→ What is needed:
Put each line of the listing, from the very first one down to the line containing "[97,801,622,960]", into a JSON list of strings, one string per line. Leave out any blank lines.

Dataset entries
......
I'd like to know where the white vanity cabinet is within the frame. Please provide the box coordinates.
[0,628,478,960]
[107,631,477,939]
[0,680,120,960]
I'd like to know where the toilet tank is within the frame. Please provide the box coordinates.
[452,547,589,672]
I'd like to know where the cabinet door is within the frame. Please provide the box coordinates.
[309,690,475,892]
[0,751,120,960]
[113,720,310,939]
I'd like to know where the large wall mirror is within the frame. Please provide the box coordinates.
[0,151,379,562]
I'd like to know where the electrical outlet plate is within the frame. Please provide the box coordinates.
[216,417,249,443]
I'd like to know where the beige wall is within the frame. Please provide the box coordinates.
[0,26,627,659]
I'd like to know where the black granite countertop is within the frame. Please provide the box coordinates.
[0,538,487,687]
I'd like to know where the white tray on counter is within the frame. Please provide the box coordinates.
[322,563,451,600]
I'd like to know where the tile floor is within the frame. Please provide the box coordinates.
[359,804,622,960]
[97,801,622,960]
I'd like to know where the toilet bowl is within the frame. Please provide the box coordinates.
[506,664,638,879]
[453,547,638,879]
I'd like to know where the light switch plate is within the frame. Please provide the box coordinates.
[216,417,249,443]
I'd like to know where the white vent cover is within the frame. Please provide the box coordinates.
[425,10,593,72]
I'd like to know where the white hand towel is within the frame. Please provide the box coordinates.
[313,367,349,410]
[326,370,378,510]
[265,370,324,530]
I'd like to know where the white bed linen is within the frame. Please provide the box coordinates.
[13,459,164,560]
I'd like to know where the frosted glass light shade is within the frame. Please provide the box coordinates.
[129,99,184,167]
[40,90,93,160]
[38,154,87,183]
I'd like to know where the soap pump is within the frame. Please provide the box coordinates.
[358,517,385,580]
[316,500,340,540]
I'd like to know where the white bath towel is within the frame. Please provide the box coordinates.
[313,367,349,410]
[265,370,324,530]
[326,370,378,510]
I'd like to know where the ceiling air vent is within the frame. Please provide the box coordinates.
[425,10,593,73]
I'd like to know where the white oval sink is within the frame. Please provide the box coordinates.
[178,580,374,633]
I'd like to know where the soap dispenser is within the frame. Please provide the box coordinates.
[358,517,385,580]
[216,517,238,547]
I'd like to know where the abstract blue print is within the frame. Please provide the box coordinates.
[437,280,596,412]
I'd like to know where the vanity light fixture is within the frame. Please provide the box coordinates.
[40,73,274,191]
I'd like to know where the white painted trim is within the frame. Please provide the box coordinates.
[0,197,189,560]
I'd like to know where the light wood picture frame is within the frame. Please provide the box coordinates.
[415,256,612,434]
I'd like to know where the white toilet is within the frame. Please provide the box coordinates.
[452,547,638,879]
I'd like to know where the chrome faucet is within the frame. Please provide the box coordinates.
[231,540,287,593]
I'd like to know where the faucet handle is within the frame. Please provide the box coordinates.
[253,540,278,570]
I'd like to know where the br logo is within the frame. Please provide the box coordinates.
......
→ Exercise output:
[
  "I'd like to know where the white vanity cabinet is within the frame. Please provide the box coordinates.",
  "[0,628,478,960]",
  "[107,631,477,939]",
  "[0,680,120,960]",
  "I'd like to know where the toilet tank is within the frame. Please provide the box coordinates.",
  "[452,547,589,672]",
  "I'd like to know where the cabinet door is within the frame. Please provide the box coordinates.",
  "[309,690,475,892]",
  "[0,751,120,960]",
  "[113,720,310,939]",
  "I'd like to know where the large wall mirror is within the frame. Please provide the box coordinates.",
  "[0,151,379,562]",
  "I'd like to know where the electrical outlet plate is within the frame. Please provide the box coordinates.",
  "[216,417,249,443]",
  "I'd like to know where the beige wall is within the frame. Please provide the box coordinates.",
  "[0,26,627,659]",
  "I'd like to know where the black granite countertop is within the frame. Please provide the box coordinates.",
  "[0,538,487,687]",
  "I'd like to know where the white tray on counter is within the frame. Please provide the box coordinates.",
  "[322,563,451,600]",
  "I'd like to know where the tile floor is within the frame. Please provide the box coordinates.",
  "[359,804,622,960]",
  "[97,801,622,960]"
]